## begin EXCERPT TO READ

But back in his younger days he was far less exalted: we must imagine him bent over account books, making a reckoning of each day's purchases and sales, furrowing his brow over sums our phones could do in a half second, trying to figure out whether he made a profit or loss on a printing of some evanescent pamphlet.

Accounting was incredibly important for people like Franklin, because accounting allowed merchants and like-minded souls a way of seeing otherwise invisible patterns. People kept accounts of their businesses to tell their profits and loss. They kept accounts of their own finances to see who they owed money to. And many people, like Franklin, or Robert Hooke or Samuel Pepys, tried to do even more. They tried to keep accounts of their own selves.

A writing blank; from BiblioOdyssey. Note the banker in the lower picture working over the bank's account book.

Here's Franklin's Autobiography on the origin of his famous moral accounting:

I conceived the bold and arduous project of arriving at moral perfection. I wish'd to live without committing any fault at any time; I would conquer all that either natural inclination, custom, or company might lead me into.... [Bad habits] must be broken, and good ones acquired and established, before we can have any dependence on a steady, uniform rectitude of conduct. For this purpose I therefore contrived the following method.

## end EXCERPT TO READ
## begin DATA ROWS

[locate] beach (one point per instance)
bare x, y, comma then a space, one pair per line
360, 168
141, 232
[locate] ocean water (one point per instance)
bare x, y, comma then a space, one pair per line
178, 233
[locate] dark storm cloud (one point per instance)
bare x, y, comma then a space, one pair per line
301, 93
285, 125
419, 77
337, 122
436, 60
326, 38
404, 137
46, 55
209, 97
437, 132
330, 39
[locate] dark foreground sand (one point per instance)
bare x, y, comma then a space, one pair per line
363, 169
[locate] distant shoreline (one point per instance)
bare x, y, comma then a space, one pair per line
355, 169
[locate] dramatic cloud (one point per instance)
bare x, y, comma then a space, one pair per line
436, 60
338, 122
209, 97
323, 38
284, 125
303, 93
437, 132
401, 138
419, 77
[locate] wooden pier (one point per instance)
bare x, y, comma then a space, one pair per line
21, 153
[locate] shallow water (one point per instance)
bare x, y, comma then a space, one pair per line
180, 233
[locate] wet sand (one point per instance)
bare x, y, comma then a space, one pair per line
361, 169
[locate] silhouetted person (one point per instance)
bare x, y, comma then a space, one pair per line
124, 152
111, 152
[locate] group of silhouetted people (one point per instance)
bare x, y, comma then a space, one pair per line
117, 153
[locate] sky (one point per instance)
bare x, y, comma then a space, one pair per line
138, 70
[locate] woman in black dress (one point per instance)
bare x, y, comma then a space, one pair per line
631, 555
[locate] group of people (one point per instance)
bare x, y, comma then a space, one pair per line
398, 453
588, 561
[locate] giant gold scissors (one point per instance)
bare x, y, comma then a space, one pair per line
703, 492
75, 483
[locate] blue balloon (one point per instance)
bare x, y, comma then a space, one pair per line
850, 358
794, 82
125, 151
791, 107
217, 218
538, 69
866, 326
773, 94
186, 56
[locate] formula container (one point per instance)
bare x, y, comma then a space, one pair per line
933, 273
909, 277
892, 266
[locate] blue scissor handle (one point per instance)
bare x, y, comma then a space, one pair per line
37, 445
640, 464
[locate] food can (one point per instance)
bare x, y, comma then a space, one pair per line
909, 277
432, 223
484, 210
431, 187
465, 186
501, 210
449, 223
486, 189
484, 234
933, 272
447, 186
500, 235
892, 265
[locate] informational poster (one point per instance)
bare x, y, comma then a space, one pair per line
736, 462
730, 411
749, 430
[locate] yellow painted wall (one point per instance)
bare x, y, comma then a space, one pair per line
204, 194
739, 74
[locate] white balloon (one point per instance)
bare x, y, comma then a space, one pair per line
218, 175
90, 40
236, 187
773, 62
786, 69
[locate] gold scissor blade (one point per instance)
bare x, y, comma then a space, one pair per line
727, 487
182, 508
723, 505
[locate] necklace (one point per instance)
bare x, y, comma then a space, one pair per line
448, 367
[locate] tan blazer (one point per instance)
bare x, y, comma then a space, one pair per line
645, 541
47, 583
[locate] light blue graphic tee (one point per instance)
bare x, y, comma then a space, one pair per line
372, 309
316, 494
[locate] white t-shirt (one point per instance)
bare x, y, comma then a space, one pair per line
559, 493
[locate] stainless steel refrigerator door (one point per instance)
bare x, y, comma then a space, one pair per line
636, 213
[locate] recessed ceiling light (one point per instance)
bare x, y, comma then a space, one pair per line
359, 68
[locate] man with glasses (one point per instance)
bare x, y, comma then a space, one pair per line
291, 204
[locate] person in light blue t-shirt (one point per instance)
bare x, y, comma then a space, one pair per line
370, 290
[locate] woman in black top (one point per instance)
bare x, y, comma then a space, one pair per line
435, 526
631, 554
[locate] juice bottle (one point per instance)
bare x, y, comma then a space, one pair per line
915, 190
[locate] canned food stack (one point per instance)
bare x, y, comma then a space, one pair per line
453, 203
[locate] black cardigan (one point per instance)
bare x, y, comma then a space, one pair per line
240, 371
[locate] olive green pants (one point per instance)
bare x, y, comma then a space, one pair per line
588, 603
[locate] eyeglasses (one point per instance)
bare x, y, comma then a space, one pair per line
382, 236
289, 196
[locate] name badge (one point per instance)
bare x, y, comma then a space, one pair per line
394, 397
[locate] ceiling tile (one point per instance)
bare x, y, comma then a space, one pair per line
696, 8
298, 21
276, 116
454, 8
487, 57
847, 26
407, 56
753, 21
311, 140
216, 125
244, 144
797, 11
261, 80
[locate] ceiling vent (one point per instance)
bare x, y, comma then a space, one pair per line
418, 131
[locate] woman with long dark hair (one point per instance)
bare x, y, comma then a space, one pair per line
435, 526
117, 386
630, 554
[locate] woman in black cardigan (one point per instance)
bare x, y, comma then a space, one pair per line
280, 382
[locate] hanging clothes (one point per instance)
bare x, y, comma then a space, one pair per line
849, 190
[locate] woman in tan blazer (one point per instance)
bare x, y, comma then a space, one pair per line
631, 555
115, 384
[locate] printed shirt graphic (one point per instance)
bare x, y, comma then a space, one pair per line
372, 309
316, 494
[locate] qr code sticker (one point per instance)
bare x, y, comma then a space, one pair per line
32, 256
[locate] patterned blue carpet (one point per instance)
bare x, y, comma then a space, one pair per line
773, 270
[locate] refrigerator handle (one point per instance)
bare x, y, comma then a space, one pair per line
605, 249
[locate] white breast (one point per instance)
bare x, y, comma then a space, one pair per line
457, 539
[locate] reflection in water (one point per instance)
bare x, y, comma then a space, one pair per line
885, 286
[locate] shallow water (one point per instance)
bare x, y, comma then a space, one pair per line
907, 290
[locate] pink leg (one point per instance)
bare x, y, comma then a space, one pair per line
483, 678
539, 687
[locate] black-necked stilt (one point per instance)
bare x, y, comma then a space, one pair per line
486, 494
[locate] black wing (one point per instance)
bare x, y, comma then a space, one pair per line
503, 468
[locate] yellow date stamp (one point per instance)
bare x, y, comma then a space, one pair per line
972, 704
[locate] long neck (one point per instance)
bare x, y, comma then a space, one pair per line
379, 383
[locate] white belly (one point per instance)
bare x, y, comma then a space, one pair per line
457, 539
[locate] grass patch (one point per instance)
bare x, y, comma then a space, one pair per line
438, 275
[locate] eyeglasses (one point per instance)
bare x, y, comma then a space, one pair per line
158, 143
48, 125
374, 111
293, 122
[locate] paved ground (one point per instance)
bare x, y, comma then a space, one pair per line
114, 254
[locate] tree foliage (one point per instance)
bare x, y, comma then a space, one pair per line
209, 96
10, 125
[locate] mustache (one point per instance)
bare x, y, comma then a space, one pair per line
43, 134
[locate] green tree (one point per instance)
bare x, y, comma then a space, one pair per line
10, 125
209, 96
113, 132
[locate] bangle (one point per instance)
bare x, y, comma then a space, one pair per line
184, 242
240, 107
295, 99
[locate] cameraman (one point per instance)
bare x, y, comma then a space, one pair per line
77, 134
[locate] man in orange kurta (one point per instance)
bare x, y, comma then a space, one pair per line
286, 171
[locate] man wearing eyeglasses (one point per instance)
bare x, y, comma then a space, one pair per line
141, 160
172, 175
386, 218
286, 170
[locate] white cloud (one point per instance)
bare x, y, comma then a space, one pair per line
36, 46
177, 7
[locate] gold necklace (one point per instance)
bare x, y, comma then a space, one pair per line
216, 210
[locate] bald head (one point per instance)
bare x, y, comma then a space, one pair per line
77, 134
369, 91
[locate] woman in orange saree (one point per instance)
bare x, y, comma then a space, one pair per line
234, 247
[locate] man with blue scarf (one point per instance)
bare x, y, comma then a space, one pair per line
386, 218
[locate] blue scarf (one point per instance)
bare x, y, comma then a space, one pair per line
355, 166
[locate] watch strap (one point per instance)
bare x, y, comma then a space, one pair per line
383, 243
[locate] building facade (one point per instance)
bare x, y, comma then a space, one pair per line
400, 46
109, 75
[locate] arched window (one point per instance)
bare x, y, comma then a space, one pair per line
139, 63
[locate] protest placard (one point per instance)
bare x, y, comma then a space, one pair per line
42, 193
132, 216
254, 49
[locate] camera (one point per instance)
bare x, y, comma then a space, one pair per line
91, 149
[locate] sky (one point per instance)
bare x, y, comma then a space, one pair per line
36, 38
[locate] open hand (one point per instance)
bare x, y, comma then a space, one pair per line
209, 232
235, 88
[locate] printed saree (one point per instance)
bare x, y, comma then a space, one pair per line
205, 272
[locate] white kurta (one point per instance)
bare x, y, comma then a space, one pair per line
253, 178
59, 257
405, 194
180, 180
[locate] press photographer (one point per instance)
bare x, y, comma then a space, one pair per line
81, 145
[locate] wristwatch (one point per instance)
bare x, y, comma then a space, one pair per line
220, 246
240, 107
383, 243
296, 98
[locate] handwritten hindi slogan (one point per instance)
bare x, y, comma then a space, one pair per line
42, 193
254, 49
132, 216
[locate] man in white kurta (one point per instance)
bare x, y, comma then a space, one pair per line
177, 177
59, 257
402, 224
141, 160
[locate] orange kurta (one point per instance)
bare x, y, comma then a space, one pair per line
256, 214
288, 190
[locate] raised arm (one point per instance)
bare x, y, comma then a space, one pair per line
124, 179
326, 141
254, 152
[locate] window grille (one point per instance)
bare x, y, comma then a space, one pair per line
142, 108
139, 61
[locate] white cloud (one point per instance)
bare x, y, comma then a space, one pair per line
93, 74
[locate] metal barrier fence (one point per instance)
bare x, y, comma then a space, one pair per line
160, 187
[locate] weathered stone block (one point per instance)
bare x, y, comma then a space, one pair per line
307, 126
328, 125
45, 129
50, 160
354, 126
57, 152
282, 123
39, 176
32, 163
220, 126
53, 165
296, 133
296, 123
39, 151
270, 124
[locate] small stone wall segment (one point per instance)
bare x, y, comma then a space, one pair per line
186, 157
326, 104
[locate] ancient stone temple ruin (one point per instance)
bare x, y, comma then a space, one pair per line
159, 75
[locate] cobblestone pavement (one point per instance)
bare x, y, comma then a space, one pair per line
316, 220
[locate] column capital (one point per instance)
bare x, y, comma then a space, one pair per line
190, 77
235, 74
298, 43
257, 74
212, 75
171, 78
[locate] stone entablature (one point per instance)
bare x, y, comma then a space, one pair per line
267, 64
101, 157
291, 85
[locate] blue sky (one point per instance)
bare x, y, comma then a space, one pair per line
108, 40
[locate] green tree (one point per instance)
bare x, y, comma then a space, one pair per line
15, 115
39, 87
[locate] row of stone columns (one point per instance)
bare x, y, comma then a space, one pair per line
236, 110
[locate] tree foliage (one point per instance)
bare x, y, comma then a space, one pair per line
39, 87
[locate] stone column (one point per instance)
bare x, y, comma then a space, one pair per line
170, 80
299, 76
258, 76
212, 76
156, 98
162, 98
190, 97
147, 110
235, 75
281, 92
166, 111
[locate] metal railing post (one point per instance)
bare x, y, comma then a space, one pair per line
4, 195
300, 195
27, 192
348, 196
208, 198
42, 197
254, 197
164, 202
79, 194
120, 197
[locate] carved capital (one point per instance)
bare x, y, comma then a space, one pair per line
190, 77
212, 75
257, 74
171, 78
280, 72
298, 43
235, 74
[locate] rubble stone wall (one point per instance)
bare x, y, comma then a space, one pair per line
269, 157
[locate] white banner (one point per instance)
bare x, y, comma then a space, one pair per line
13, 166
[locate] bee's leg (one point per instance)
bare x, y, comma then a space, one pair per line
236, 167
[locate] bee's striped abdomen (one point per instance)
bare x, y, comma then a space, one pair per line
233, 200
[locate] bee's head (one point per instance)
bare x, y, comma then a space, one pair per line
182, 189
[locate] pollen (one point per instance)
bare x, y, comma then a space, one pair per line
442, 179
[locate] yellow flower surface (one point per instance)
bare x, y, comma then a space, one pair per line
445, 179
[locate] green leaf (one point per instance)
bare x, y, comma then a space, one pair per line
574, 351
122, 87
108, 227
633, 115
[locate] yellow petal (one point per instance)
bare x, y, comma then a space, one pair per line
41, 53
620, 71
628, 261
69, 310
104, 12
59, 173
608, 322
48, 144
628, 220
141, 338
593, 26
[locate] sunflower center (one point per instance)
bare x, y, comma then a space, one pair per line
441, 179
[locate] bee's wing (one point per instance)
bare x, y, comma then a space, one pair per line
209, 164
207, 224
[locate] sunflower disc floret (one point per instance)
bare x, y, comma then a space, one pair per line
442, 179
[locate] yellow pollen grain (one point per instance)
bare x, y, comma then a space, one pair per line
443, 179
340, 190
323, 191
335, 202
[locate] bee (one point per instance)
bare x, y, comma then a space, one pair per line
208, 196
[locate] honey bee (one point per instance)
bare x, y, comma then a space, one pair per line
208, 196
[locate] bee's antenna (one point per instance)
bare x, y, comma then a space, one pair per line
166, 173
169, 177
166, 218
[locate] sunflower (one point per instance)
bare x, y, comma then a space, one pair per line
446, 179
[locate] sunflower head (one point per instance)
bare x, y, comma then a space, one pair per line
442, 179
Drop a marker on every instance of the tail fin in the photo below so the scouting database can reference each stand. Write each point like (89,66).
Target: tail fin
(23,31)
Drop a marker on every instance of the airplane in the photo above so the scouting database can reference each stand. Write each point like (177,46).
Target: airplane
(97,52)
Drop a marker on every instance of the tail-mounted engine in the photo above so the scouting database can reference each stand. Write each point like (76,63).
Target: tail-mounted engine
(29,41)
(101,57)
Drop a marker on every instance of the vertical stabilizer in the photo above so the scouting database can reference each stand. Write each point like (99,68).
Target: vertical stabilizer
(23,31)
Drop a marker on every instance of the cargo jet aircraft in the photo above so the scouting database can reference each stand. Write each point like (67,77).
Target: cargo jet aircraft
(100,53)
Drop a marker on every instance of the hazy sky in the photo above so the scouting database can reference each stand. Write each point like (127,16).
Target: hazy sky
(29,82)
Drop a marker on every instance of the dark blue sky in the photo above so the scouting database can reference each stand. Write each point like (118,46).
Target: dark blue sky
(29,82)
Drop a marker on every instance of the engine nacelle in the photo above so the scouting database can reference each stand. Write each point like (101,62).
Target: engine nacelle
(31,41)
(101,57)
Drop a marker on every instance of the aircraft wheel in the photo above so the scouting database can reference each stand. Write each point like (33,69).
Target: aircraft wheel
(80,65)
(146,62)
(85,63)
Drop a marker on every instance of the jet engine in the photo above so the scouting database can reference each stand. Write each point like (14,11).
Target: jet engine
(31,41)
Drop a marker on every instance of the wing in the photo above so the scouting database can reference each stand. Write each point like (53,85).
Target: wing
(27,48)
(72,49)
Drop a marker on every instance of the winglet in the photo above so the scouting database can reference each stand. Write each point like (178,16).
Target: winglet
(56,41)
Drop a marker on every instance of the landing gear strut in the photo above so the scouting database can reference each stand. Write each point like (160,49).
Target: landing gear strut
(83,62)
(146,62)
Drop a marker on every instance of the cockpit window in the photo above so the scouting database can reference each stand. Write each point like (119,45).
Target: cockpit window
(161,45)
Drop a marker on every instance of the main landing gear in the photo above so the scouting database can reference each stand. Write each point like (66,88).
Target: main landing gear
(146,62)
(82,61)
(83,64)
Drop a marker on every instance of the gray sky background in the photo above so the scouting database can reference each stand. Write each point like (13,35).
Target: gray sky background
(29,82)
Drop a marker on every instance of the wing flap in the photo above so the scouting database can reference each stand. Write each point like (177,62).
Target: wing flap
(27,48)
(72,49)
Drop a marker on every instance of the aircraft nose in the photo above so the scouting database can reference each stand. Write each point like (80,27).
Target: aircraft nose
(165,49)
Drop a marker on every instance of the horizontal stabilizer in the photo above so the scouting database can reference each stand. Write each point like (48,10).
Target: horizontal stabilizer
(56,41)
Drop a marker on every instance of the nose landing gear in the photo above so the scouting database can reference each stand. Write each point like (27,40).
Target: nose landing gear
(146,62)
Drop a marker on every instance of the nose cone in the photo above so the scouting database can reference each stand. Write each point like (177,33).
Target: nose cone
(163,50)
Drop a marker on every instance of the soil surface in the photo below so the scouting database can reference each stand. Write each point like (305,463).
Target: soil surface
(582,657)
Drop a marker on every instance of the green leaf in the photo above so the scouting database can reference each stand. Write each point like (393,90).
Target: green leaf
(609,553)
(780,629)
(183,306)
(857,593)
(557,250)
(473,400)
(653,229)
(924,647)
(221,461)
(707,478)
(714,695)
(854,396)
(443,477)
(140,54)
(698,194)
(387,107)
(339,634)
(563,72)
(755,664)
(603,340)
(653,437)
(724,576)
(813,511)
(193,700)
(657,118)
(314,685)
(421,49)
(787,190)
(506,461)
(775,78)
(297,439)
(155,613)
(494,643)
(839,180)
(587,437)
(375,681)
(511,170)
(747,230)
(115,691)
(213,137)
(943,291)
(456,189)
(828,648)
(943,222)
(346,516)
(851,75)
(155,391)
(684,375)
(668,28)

## end DATA ROWS

▶ [GIVEN REQUEST 1]: According to the excerpt, which two people besides Franklin tried to keep accounts of their own selves?
▶ [GIVEN REQUEST 2]: Count the lines of the listing that contain the word "with" and give only the number.
The excerpt and the listing come from unrelated sources.

▶ [PROBLEM SOLUTION 1]: Robert Hooke and Samuel Pepys.

▶ [PROBLEM SOLUTION 2]: 3